What is needed → A faithful, complete transcript of the entries below, without pictures, should be returned.

Collection entries →
______

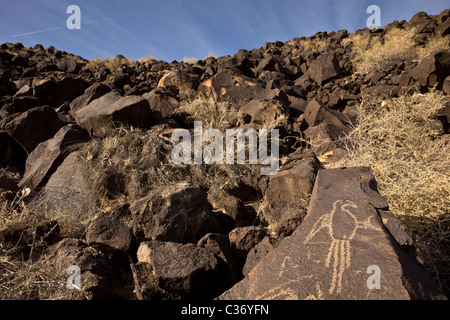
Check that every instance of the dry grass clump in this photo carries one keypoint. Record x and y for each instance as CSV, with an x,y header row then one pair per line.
x,y
21,276
372,54
31,280
190,60
409,156
410,160
213,113
114,63
126,165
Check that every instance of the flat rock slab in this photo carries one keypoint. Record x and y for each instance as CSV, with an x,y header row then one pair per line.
x,y
342,250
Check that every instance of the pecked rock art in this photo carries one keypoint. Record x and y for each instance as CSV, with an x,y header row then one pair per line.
x,y
330,253
339,257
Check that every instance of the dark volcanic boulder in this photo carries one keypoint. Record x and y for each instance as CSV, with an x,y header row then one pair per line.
x,y
324,68
113,110
342,250
288,192
185,270
433,69
34,126
161,102
93,92
178,213
99,278
48,155
109,235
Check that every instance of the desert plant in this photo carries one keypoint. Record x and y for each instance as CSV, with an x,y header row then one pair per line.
x,y
212,112
190,60
371,54
409,158
434,43
376,54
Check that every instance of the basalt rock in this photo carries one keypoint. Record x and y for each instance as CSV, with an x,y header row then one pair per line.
x,y
342,250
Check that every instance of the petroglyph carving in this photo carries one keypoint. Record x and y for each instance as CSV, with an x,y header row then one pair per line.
x,y
339,255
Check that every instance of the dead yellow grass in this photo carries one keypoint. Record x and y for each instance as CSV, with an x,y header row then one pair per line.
x,y
410,160
213,113
409,157
372,54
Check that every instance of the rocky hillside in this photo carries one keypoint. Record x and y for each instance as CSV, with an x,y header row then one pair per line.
x,y
88,181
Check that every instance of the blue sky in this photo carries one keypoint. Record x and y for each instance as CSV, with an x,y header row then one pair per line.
x,y
174,29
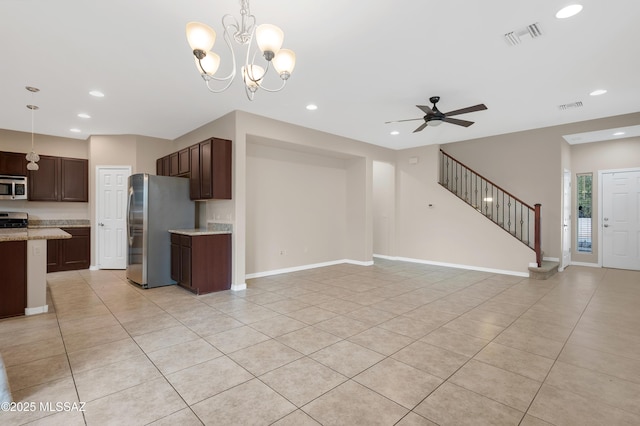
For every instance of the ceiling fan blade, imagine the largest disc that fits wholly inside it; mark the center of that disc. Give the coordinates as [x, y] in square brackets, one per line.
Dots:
[478, 107]
[400, 121]
[464, 123]
[421, 128]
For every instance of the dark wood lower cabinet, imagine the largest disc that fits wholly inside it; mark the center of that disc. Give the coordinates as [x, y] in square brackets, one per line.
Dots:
[13, 285]
[201, 263]
[70, 254]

______

Answer to this task →
Check that every instance of the dry grass clump in this photo carries one keypoint. Record x and y for each instance as CSV, with an x,y header row then one pair per line.
x,y
21,276
372,54
31,280
190,60
409,156
410,160
213,113
114,63
126,165
Check that every instance of the flat rock slab in this photo carries one keypoint. Record x and y for each instance as CSV, with an x,y header row then one pair per line.
x,y
342,250
Check that every instance of the pecked rock art in this photo carries one keypoint. Record x and y for each instance as CSV, with an x,y header row then one pair per line.
x,y
330,253
339,257
Check that every instance of the dark volcanic boulder in this photo carries one keypoint. Record x and y for each instance as CSV, with an x,y header row then one pair per line.
x,y
324,68
113,110
342,250
288,192
185,270
433,69
34,126
161,102
93,92
178,213
99,278
48,155
109,235
Check that every instance of the desert plant in this photo carries one keypoint. Record x and y for each instance as CSV, with an x,y header row then one pair per line.
x,y
212,112
190,60
371,54
409,158
434,43
376,54
Check that every instance of the basalt rock in this photo carries one keypoint. Record x and y for each instance as CSV, with an x,y header row then one pair per line.
x,y
342,250
Check that every instance of the petroglyph carving in this photo carries one keypoint. Record x and y for each instance as CSV, with an x,y header row then one pair per line.
x,y
339,255
Check that every instance of the dead yellow grass in this photo carries one keypoint. Record x and y for each instance as CSV, with an x,y header row then one pair per line.
x,y
410,160
213,113
409,157
372,54
Check that every instance of the rocky hillside in this photo carries one keypoint. Record x and y for each instance as CSV, with an x,y header row then one pair per line.
x,y
88,181
Check that every instance of the blue sky in this photo carries one keypoint. Record x and y for each instance as CSV, with an x,y header row then one pair per line.
x,y
174,29
For every instance of the ceiling fan blade, imagine the largest disc that fits wholly inside it; mark the center of that disc. Give the coordinates as [x, y] in square brackets, one per line.
Dots:
[478, 107]
[400, 121]
[464, 123]
[421, 128]
For every instance of the dark wood lower cabinet, imagine the largest disc that fits wholly inside it; mark the center of that disc. Give the coordinates as [x, y] in square brackets, one per line.
Dots:
[13, 285]
[201, 263]
[70, 254]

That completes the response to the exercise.